§ What is expected: Output the line containing "Would you be willing to put a dot on the photograph" and all subsequent lines of the listing below, copied exactly, with no other lines.

§ The data:
======
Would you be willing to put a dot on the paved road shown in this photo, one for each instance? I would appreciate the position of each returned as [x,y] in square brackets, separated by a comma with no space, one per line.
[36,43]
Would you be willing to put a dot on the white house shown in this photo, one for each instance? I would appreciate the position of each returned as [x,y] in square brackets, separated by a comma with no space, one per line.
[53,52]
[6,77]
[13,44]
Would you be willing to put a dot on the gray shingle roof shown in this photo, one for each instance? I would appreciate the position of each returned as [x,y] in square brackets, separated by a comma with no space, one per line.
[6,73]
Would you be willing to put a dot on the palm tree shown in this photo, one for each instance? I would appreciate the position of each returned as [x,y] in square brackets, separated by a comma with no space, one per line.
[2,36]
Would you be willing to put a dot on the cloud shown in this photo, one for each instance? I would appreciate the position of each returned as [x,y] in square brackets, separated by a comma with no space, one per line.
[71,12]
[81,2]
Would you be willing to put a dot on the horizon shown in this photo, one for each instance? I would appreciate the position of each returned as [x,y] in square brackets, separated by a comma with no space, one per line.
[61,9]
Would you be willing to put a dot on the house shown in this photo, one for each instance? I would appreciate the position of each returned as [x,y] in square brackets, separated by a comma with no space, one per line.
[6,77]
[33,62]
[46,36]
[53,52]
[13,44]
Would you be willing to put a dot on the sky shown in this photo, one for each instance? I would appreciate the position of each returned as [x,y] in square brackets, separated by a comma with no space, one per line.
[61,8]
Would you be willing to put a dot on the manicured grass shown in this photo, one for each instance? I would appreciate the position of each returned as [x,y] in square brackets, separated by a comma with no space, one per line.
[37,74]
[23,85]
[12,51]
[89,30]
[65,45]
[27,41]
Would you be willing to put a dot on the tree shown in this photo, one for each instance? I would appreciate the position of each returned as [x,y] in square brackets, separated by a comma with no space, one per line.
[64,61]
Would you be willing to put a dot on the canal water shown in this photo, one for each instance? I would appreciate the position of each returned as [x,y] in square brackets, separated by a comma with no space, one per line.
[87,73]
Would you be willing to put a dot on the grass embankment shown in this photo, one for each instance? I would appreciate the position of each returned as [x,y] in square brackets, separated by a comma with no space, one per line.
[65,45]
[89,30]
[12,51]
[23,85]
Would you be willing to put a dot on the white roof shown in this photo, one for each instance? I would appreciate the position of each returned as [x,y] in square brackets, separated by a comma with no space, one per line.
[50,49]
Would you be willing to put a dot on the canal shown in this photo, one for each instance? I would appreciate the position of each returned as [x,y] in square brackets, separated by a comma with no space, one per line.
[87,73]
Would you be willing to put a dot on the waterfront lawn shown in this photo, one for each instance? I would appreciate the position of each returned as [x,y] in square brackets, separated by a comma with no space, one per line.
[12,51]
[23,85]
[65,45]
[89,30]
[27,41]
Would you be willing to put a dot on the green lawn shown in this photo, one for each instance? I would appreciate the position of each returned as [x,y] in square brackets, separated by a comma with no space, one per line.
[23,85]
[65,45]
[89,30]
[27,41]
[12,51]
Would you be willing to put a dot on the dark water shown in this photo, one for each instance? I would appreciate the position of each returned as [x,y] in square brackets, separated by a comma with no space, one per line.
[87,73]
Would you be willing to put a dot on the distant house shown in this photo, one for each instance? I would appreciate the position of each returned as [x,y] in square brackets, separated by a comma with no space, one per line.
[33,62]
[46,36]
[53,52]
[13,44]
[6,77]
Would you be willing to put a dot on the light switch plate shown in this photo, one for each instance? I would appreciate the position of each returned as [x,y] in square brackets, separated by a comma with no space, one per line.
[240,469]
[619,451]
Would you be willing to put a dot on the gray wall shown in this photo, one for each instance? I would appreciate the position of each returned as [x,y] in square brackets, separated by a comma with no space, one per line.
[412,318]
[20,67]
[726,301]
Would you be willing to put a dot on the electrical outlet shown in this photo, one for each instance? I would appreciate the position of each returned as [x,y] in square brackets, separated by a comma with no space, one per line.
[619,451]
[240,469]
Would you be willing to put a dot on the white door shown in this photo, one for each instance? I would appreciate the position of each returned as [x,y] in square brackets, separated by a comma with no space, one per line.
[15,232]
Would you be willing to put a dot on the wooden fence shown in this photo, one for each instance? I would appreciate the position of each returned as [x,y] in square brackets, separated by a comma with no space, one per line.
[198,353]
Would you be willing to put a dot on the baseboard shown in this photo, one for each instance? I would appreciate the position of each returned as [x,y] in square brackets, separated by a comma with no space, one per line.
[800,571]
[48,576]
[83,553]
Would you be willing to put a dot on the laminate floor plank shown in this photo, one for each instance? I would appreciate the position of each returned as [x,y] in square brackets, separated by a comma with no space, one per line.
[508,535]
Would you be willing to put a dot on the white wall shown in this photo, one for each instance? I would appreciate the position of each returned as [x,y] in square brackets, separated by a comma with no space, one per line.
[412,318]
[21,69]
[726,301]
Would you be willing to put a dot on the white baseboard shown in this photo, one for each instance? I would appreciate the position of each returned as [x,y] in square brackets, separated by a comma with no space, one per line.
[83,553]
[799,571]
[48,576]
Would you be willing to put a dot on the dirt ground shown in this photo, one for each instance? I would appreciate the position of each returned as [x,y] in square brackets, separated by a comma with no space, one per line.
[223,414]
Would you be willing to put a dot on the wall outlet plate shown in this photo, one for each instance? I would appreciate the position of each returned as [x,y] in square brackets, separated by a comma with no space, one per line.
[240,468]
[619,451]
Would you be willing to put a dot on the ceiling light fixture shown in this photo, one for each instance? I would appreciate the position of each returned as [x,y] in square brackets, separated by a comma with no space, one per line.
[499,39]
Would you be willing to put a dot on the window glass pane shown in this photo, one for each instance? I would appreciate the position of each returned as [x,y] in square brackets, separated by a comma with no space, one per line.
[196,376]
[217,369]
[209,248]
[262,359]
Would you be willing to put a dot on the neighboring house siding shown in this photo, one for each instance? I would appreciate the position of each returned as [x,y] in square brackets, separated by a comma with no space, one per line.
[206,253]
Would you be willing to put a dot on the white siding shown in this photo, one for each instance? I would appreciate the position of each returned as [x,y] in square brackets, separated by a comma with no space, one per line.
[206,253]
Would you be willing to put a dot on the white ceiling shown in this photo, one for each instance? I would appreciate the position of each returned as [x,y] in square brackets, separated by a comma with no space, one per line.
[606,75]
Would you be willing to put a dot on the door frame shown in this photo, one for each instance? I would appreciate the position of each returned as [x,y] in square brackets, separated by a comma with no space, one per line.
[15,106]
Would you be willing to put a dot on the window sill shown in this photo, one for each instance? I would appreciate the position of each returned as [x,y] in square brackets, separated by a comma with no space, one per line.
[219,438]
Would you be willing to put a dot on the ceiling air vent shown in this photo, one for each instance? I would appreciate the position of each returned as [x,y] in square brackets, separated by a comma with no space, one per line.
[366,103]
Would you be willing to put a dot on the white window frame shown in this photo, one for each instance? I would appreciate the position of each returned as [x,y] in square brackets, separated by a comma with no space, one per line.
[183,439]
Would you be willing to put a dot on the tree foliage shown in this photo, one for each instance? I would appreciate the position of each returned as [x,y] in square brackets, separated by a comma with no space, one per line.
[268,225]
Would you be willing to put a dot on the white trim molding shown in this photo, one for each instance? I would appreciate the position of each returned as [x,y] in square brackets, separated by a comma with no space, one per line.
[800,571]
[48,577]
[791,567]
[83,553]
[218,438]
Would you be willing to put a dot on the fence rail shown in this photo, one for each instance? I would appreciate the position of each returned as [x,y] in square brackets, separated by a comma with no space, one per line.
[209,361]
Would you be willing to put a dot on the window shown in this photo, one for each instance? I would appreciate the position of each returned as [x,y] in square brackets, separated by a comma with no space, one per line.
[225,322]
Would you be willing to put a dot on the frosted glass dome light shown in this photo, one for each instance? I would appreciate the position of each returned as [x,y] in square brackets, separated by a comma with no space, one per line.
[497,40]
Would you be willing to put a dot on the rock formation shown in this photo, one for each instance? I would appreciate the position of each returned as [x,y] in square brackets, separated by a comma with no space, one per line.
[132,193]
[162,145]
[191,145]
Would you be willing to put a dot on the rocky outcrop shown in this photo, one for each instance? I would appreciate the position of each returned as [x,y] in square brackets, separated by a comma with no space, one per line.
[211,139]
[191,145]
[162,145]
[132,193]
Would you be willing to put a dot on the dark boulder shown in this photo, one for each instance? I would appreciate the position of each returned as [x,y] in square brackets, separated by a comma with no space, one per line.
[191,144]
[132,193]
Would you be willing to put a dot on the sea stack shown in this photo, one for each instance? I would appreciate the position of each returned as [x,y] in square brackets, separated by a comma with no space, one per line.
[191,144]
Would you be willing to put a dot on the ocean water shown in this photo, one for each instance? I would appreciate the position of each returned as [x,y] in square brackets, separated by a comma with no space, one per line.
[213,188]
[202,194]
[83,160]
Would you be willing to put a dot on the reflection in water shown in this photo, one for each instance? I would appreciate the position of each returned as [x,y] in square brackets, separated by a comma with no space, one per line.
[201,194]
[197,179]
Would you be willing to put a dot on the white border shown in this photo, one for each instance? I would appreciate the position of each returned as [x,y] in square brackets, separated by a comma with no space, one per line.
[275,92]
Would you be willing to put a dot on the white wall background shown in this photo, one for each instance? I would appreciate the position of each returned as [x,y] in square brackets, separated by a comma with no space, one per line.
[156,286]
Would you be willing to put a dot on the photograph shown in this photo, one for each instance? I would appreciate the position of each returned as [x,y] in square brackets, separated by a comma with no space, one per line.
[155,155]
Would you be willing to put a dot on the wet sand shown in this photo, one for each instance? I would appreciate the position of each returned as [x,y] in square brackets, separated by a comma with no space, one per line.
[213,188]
======
§ The reply:
Would you be willing to put a dot on the photograph shown in this photo, one for each instance? I would appreciate the position of each returned as [x,y] in square brackets, separated by a comma with no space, one per line.
[155,155]
Would you be willing to put a dot on the wet sand shown in this photo, one for each instance? I would appreciate the position of each returned as [x,y] in square brackets, separated by a comma with no space, one per line.
[213,188]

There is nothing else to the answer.